Required task
Locate each line in the listing below that contains the string "house", and copy those lines in full.
Begin Records for the exercise
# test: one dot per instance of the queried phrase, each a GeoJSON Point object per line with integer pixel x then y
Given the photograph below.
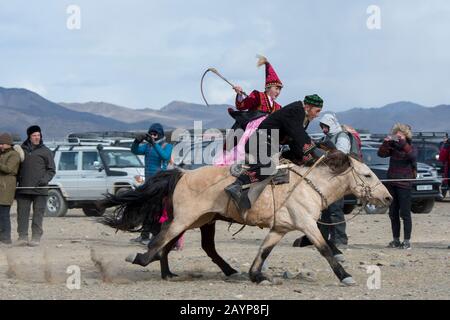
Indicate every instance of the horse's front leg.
{"type": "Point", "coordinates": [268, 244]}
{"type": "Point", "coordinates": [208, 232]}
{"type": "Point", "coordinates": [315, 236]}
{"type": "Point", "coordinates": [164, 260]}
{"type": "Point", "coordinates": [169, 231]}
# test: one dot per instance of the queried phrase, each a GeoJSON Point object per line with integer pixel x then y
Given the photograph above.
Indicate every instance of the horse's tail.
{"type": "Point", "coordinates": [143, 206]}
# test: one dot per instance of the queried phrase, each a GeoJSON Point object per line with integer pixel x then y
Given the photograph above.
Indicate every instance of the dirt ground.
{"type": "Point", "coordinates": [76, 240]}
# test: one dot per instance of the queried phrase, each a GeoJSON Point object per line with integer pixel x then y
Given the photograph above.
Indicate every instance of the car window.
{"type": "Point", "coordinates": [68, 161]}
{"type": "Point", "coordinates": [371, 157]}
{"type": "Point", "coordinates": [88, 160]}
{"type": "Point", "coordinates": [122, 159]}
{"type": "Point", "coordinates": [427, 153]}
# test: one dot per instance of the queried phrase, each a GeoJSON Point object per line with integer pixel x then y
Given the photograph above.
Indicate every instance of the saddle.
{"type": "Point", "coordinates": [254, 190]}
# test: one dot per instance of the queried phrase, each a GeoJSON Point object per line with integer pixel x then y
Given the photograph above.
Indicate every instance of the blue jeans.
{"type": "Point", "coordinates": [334, 214]}
{"type": "Point", "coordinates": [5, 223]}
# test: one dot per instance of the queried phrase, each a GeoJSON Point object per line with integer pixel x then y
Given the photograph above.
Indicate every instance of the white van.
{"type": "Point", "coordinates": [85, 173]}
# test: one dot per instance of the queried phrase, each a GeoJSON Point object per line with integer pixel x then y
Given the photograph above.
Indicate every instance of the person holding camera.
{"type": "Point", "coordinates": [402, 166]}
{"type": "Point", "coordinates": [158, 154]}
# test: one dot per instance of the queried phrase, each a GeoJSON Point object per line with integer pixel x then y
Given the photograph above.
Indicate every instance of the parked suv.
{"type": "Point", "coordinates": [84, 173]}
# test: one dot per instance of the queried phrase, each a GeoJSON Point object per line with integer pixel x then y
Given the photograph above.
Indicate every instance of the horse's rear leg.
{"type": "Point", "coordinates": [268, 244]}
{"type": "Point", "coordinates": [315, 236]}
{"type": "Point", "coordinates": [164, 260]}
{"type": "Point", "coordinates": [208, 232]}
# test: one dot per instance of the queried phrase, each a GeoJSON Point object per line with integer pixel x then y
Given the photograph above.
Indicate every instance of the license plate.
{"type": "Point", "coordinates": [426, 187]}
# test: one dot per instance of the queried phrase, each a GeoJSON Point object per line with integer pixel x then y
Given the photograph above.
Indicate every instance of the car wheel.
{"type": "Point", "coordinates": [422, 206]}
{"type": "Point", "coordinates": [373, 209]}
{"type": "Point", "coordinates": [348, 208]}
{"type": "Point", "coordinates": [122, 190]}
{"type": "Point", "coordinates": [56, 204]}
{"type": "Point", "coordinates": [93, 212]}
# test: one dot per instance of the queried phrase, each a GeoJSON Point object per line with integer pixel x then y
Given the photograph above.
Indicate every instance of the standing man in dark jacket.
{"type": "Point", "coordinates": [35, 173]}
{"type": "Point", "coordinates": [290, 124]}
{"type": "Point", "coordinates": [402, 165]}
{"type": "Point", "coordinates": [9, 166]}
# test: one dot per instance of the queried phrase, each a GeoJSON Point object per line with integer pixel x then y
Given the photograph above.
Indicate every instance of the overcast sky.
{"type": "Point", "coordinates": [147, 53]}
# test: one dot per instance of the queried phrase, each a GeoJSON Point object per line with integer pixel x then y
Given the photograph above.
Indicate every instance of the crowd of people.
{"type": "Point", "coordinates": [26, 170]}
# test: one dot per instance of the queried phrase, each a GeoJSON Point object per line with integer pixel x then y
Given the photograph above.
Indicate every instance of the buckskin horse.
{"type": "Point", "coordinates": [196, 199]}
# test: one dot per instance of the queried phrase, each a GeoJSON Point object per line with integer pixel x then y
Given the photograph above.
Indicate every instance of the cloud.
{"type": "Point", "coordinates": [35, 87]}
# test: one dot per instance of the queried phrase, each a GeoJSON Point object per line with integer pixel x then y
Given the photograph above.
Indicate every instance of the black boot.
{"type": "Point", "coordinates": [239, 196]}
{"type": "Point", "coordinates": [301, 242]}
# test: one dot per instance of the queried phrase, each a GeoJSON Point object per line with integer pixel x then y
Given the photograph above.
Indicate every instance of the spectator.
{"type": "Point", "coordinates": [35, 173]}
{"type": "Point", "coordinates": [335, 137]}
{"type": "Point", "coordinates": [9, 167]}
{"type": "Point", "coordinates": [157, 154]}
{"type": "Point", "coordinates": [402, 165]}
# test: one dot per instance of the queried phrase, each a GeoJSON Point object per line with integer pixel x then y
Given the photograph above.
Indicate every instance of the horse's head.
{"type": "Point", "coordinates": [365, 185]}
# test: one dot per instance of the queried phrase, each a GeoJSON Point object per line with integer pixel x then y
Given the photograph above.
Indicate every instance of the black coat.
{"type": "Point", "coordinates": [36, 170]}
{"type": "Point", "coordinates": [290, 122]}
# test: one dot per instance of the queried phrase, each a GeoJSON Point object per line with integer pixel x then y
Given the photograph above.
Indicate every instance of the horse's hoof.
{"type": "Point", "coordinates": [348, 281]}
{"type": "Point", "coordinates": [237, 277]}
{"type": "Point", "coordinates": [169, 276]}
{"type": "Point", "coordinates": [130, 258]}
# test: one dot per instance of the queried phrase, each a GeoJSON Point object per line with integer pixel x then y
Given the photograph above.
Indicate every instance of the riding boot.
{"type": "Point", "coordinates": [238, 195]}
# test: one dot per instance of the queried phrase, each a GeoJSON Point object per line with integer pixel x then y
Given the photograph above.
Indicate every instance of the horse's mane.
{"type": "Point", "coordinates": [337, 161]}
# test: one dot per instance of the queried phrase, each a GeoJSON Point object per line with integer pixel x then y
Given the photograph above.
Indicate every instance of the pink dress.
{"type": "Point", "coordinates": [237, 154]}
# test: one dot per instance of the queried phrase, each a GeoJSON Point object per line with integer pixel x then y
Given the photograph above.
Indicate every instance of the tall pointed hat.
{"type": "Point", "coordinates": [271, 76]}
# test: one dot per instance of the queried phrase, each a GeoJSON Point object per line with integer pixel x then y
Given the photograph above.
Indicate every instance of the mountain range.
{"type": "Point", "coordinates": [21, 108]}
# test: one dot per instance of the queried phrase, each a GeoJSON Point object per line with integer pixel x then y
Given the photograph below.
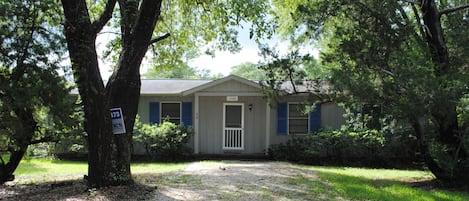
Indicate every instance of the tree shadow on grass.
{"type": "Point", "coordinates": [75, 190]}
{"type": "Point", "coordinates": [357, 188]}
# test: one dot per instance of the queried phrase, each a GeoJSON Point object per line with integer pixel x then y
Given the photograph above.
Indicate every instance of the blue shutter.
{"type": "Point", "coordinates": [282, 118]}
{"type": "Point", "coordinates": [154, 112]}
{"type": "Point", "coordinates": [187, 113]}
{"type": "Point", "coordinates": [315, 119]}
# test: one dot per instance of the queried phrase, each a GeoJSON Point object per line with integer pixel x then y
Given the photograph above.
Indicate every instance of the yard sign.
{"type": "Point", "coordinates": [118, 126]}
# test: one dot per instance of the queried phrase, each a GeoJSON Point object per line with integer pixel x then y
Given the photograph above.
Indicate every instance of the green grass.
{"type": "Point", "coordinates": [40, 167]}
{"type": "Point", "coordinates": [378, 184]}
{"type": "Point", "coordinates": [142, 168]}
{"type": "Point", "coordinates": [334, 183]}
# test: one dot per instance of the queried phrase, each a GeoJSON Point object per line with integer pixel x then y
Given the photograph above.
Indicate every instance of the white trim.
{"type": "Point", "coordinates": [196, 124]}
{"type": "Point", "coordinates": [180, 109]}
{"type": "Point", "coordinates": [225, 128]}
{"type": "Point", "coordinates": [267, 128]}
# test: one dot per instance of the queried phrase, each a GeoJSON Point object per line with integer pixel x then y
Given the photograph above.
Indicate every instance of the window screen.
{"type": "Point", "coordinates": [171, 112]}
{"type": "Point", "coordinates": [297, 119]}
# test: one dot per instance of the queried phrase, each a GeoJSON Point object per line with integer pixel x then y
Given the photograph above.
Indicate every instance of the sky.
{"type": "Point", "coordinates": [221, 62]}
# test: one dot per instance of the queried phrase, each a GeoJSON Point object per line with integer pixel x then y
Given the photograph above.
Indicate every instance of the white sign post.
{"type": "Point", "coordinates": [118, 126]}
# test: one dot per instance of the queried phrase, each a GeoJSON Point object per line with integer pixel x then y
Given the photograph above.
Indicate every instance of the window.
{"type": "Point", "coordinates": [171, 112]}
{"type": "Point", "coordinates": [297, 119]}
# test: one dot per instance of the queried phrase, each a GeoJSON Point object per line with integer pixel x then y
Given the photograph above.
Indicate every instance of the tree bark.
{"type": "Point", "coordinates": [81, 38]}
{"type": "Point", "coordinates": [109, 155]}
{"type": "Point", "coordinates": [123, 87]}
{"type": "Point", "coordinates": [443, 110]}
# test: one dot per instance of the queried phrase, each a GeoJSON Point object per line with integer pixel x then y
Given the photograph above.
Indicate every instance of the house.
{"type": "Point", "coordinates": [230, 115]}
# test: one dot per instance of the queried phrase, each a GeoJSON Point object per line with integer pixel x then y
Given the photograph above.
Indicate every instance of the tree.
{"type": "Point", "coordinates": [249, 71]}
{"type": "Point", "coordinates": [34, 99]}
{"type": "Point", "coordinates": [408, 56]}
{"type": "Point", "coordinates": [109, 155]}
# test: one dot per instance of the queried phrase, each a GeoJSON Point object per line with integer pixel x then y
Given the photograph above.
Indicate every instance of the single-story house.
{"type": "Point", "coordinates": [230, 115]}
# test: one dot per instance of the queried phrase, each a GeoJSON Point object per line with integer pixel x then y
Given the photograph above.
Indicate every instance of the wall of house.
{"type": "Point", "coordinates": [211, 125]}
{"type": "Point", "coordinates": [331, 117]}
{"type": "Point", "coordinates": [233, 87]}
{"type": "Point", "coordinates": [144, 113]}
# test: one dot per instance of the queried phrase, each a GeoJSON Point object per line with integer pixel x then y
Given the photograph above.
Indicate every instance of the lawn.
{"type": "Point", "coordinates": [327, 183]}
{"type": "Point", "coordinates": [42, 167]}
{"type": "Point", "coordinates": [383, 184]}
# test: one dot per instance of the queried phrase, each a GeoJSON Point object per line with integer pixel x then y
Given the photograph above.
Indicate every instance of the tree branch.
{"type": "Point", "coordinates": [160, 38]}
{"type": "Point", "coordinates": [452, 10]}
{"type": "Point", "coordinates": [105, 16]}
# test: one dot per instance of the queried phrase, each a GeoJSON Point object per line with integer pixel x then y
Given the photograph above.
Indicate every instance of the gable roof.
{"type": "Point", "coordinates": [186, 87]}
{"type": "Point", "coordinates": [220, 81]}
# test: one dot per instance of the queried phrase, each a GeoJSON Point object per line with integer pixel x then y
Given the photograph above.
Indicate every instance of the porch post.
{"type": "Point", "coordinates": [196, 124]}
{"type": "Point", "coordinates": [267, 128]}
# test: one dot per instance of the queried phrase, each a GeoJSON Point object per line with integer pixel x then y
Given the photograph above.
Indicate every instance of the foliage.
{"type": "Point", "coordinates": [164, 141]}
{"type": "Point", "coordinates": [172, 29]}
{"type": "Point", "coordinates": [249, 71]}
{"type": "Point", "coordinates": [183, 71]}
{"type": "Point", "coordinates": [353, 145]}
{"type": "Point", "coordinates": [409, 57]}
{"type": "Point", "coordinates": [35, 104]}
{"type": "Point", "coordinates": [191, 28]}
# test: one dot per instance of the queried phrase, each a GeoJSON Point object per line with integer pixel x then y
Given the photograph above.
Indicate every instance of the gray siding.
{"type": "Point", "coordinates": [211, 125]}
{"type": "Point", "coordinates": [331, 117]}
{"type": "Point", "coordinates": [144, 113]}
{"type": "Point", "coordinates": [232, 86]}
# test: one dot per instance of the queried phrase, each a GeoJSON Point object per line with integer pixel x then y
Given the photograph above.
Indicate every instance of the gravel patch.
{"type": "Point", "coordinates": [226, 180]}
{"type": "Point", "coordinates": [237, 180]}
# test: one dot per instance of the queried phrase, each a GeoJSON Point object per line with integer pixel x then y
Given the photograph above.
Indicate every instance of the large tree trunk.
{"type": "Point", "coordinates": [81, 46]}
{"type": "Point", "coordinates": [124, 85]}
{"type": "Point", "coordinates": [444, 109]}
{"type": "Point", "coordinates": [109, 155]}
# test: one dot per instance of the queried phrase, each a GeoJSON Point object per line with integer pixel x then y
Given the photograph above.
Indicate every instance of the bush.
{"type": "Point", "coordinates": [165, 141]}
{"type": "Point", "coordinates": [351, 147]}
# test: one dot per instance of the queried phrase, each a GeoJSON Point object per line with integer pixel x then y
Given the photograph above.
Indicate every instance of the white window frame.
{"type": "Point", "coordinates": [180, 110]}
{"type": "Point", "coordinates": [288, 119]}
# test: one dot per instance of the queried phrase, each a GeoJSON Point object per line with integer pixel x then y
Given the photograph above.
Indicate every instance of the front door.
{"type": "Point", "coordinates": [233, 126]}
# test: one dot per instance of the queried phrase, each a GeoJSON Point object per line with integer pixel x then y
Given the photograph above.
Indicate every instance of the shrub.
{"type": "Point", "coordinates": [348, 146]}
{"type": "Point", "coordinates": [165, 141]}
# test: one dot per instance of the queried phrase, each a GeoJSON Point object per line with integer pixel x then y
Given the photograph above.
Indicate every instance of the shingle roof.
{"type": "Point", "coordinates": [169, 86]}
{"type": "Point", "coordinates": [185, 86]}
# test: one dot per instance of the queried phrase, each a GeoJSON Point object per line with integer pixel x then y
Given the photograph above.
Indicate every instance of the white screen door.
{"type": "Point", "coordinates": [233, 126]}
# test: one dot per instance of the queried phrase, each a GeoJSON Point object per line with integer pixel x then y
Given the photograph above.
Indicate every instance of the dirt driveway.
{"type": "Point", "coordinates": [206, 180]}
{"type": "Point", "coordinates": [237, 180]}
End Records for the exercise
Result of the exercise
Indicate every instance of the house.
Indicate every instance of the single-story house.
Indicate every instance of the wall of house.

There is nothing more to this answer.